◆ Work to complete
A: In the Brickelo passage, how many ratings did the site have when it reached its one-year anniversary?
B: Reproduce the Brickelo passage from "To bring long" up to and including "many new features.".

Begin Passage

I needed to get the word out somehow, but I didn't have any social media presence or the know-how or motivation to build one. I tried Hacker News, but my post went largely unnoticed. I tried emailing LEGO employees, which I thought was a genius tactic, and while it generated some traffic there was close to zero engagement. I found it odd and disenchanting that LEGO employees have no interest in LEGO. Reddit did however prove to be a happy hunting ground. I posted several times and on each occasion got a lot of positive and encouraging feedback. One post led to around 2,700 visitors and around 210,000 ratings.

As Brickelo celebrated its 1-year anniversary, there were a little over half a million ratings. This seems like a large number, but I was hoping the figure would be at least double that. However, it is enough to have produced some compelling results. The top 100 list also seemed to be very credible and I was pleased to see it wasn't dominated by the most expensive or minifigures of the most popular characters. It does feel like there's an over presentation of minifigures from the Pirates of the Caribbean, The Lord of the Rings, and The Hobbit and it will be interesting to see if this stays that way.

The Road Ahead

To bring long term success, I needed the site to be self-sustaining. Unfortunately, React isn't an SEO friendly framework. Without going too much into the technical details, very little of the website's content is pre-rendered, meaning it's effectively invisible to search engines. This meant that except for times when I posted on Reddit, on a fairly good day, I was getting around 10 users and a couple of hundred ratings and there'd been little change over time. This led me to give up a little on the project at times as it felt like flogging a dead horse, so since I launched Brickelo, I've mainly just kept it up-to-date and haven't rolled out many new features.

End Passage
Begin Data

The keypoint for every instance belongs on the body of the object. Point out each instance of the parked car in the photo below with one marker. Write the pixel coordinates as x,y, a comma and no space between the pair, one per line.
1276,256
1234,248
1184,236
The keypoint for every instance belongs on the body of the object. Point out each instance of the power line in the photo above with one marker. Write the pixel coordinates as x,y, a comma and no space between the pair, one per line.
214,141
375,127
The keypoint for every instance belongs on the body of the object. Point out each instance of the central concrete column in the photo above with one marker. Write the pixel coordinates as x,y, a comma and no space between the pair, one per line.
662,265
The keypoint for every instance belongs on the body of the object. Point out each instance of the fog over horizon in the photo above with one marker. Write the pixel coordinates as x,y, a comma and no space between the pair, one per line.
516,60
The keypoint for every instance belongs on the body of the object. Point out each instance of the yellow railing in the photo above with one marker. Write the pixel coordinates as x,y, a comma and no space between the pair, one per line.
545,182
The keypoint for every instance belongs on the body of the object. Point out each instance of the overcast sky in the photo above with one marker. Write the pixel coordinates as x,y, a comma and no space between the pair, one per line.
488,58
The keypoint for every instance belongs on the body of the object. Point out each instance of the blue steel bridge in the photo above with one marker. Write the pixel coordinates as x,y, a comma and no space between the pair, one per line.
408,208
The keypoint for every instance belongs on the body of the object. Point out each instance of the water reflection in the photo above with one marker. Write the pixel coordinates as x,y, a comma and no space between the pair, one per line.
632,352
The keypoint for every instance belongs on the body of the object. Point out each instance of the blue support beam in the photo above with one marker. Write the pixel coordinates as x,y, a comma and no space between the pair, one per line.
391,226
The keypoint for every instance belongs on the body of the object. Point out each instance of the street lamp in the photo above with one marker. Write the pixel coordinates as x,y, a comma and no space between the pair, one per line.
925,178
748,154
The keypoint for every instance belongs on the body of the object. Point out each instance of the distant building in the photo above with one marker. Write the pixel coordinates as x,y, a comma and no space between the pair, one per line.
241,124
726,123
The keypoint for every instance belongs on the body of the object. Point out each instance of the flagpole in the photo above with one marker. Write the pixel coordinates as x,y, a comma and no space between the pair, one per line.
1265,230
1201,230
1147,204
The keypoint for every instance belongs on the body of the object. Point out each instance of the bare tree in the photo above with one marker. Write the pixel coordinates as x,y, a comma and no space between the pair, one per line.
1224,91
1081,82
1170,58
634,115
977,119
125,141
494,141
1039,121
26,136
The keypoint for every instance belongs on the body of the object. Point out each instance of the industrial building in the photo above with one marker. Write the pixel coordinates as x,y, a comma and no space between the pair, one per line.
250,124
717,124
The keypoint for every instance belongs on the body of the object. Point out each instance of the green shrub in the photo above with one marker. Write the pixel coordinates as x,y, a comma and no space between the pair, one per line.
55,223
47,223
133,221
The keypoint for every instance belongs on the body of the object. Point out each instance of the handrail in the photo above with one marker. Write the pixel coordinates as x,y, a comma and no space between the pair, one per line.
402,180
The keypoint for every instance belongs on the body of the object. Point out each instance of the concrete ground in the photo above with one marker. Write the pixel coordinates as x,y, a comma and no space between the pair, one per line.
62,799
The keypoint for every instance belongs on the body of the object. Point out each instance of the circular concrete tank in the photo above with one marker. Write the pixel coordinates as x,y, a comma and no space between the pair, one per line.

End Data

◆ Complete answers
A: A little over half a million.

B:
To bring long term success, I needed the site to be self-sustaining. Unfortunately, React isn't an SEO friendly framework. Without going too much into the technical details, very little of the website's content is pre-rendered, meaning it's effectively invisible to search engines. This meant that except for times when I posted on Reddit, on a fairly good day, I was getting around 10 users and a couple of hundred ratings and there'd been little change over time. This led me to give up a little on the project at times as it felt like flogging a dead horse, so since I launched Brickelo, I've mainly just kept it up-to-date and haven't rolled out many new features.